Dataset excerpts on object pointing
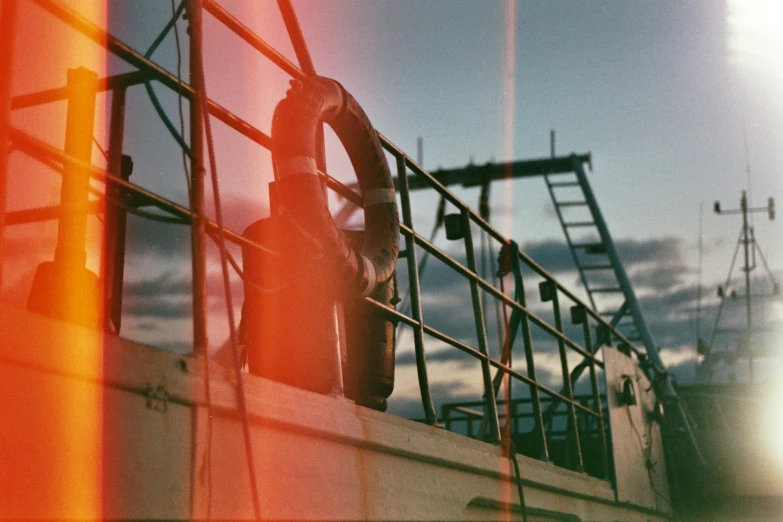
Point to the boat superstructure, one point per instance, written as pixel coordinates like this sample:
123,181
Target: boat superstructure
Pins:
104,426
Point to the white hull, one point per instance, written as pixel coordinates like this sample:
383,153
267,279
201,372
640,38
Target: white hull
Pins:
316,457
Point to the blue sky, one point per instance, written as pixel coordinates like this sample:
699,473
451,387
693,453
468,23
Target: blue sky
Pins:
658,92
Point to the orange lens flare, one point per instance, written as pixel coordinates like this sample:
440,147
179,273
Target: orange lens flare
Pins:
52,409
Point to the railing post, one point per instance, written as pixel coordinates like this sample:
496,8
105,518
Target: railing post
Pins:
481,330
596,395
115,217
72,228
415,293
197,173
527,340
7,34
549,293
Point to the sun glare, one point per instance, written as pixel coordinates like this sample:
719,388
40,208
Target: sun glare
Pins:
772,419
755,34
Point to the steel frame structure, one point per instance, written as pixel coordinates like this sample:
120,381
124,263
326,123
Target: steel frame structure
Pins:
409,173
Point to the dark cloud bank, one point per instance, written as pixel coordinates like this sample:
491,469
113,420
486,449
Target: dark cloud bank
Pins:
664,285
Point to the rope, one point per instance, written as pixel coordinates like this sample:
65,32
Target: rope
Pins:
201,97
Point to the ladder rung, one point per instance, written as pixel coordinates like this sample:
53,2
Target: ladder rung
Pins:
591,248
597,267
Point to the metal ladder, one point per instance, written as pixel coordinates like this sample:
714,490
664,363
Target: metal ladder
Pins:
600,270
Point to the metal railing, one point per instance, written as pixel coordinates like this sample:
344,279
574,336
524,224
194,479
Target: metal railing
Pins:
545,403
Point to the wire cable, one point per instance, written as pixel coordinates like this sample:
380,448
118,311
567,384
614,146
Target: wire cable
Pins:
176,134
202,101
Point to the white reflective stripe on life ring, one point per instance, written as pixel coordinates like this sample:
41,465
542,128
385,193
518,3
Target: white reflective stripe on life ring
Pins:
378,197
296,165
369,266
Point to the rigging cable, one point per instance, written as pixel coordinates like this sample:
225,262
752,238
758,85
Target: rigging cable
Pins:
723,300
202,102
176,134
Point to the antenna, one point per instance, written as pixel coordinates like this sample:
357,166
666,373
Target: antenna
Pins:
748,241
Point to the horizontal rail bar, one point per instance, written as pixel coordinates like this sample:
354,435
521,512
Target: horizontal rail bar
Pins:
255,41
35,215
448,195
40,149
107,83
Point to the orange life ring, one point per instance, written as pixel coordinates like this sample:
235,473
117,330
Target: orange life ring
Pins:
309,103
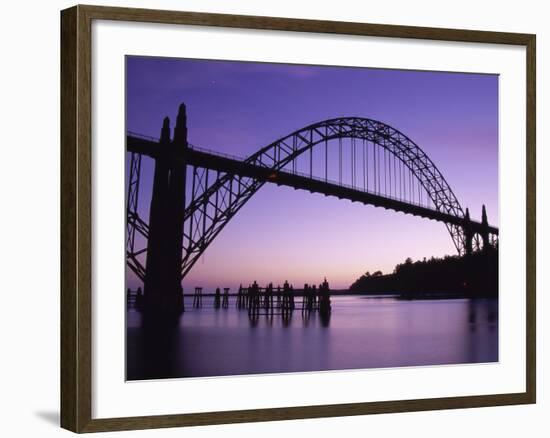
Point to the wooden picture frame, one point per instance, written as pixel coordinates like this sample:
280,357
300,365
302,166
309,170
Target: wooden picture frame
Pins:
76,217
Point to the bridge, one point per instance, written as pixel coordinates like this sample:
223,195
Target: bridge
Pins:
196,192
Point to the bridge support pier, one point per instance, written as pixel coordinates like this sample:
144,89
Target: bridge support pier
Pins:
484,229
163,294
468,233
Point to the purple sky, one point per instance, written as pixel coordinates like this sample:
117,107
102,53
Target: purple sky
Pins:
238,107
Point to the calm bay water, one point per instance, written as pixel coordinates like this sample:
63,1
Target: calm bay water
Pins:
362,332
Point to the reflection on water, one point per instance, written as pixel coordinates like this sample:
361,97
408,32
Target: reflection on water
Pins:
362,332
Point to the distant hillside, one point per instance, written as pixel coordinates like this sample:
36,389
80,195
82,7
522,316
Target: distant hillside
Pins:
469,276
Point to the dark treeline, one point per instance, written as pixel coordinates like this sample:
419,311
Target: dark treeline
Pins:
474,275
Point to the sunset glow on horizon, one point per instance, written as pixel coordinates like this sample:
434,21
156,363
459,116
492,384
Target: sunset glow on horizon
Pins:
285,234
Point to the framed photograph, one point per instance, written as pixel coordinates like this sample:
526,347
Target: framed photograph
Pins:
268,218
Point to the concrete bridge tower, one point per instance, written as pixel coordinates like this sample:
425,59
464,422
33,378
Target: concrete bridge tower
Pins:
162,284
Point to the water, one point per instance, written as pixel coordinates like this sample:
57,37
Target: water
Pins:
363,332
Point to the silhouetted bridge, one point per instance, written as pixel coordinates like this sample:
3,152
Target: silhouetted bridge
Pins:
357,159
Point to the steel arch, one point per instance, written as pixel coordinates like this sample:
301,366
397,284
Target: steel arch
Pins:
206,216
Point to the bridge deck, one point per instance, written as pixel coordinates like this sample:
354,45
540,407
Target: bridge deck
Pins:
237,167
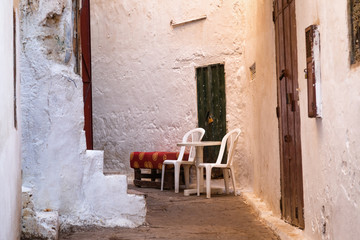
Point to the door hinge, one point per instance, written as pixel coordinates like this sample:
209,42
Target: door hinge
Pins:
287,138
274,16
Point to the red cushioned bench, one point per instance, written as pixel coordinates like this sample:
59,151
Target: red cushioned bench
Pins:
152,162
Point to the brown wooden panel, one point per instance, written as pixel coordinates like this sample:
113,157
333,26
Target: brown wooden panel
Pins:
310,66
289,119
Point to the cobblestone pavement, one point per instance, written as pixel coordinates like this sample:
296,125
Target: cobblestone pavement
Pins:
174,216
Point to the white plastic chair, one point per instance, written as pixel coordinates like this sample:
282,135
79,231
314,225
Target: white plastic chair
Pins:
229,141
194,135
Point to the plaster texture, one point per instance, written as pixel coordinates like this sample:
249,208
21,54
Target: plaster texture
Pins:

* _Short problem_: Begin with the line that contains "Point to the red" and end with the last line of the records; set down every line in that span exactly, and nothing else.

* _Output_:
Point to the red cushioned bench, one point per instance, written as pixel coordinates like this sample:
59,151
Target: red cushioned bench
Pins:
152,162
Point to the brown wooden panel, one point per instance, written as pixel coordinates like this sample:
113,157
333,26
Target: brown wooden panel
Pins:
310,66
289,119
Point to the cobblestone pavement, one point per instance, written as pixel coordinates like this sample:
296,125
Target: cobblestone pavement
Pins:
174,216
Point to the white plastic chair, one point per instance, written as pixel coordinates like this sample:
282,135
79,231
314,225
Target: white plastic chair
Pins:
229,141
194,135
Point to the plaster texture, one point per instance, written as pixel coordinates like this sample:
249,208
21,54
Target: plaster texture
Pins:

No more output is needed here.